[SOURCE]
┌────────
She was also the only person growing up who always encouraged my writing, which is still so strange to me, because she never stopped working a 9-5 job for a day in her life. You would think that to someone like her, the arts were a frivolous pursuit, something that was fine to enjoy but not to build a whole life around. But that wasn't the case. When we'd go out to feed the ducks, as soon as I'd come home she'd encourage me to write a story about it. She loved telling me how many relatives of mine were painters, actors, and musicians. I never heard about the lawyers or doctors or engineers. Only the artists. Maybe she knew that wasn't what I needed to hear? There was always music in the house. In fact, it was not unusual for my Opa to wake me up by playing the accordion. I was playing cribbage as soon as I could add numbers, and it was expected that I contribute to conversations on politics as soon as I was old enough to have a sense of the world around me. So long as I didn't contribute too much. You'd think as a couple of lifelong lefties, we wouldn't have fought about much, instead focusing on the big picture similarities we share. You'd be wrong.

What I'm thankful for: 

  • That I spent time with her this summer, putting up all the pictures in her room at the care facility she had to move to. I know whose faces smiled back at her as she laid down for her last nap.
  • That I wrote her a poem this Christmas, instead of sending her a plant. A plant can't say 'I love you, you tough old thing'.
└────────
[DATASET SECTION]
┌────────
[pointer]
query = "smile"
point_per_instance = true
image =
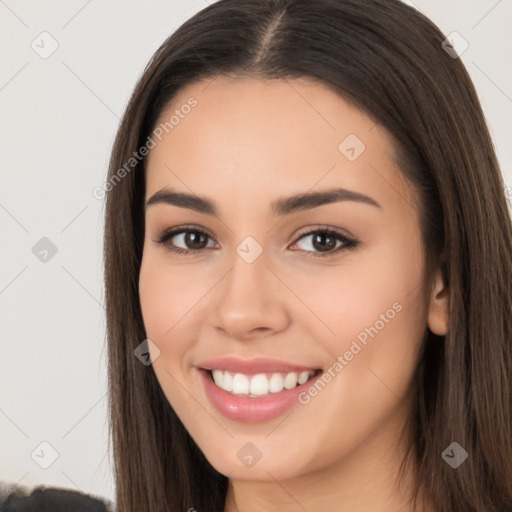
└────────
[WHAT IS NEEDED]
Answer these questions about the text above:
1. What instrument did the writer's Opa sometimes play to wake the writer up?
2. What game was the writer playing as soon as they could add numbers?
3. What did the writer give her this Christmas instead of a plant?

[EXERCISE ANSWER]
1. The accordion.
2. Cribbage.
3. A poem.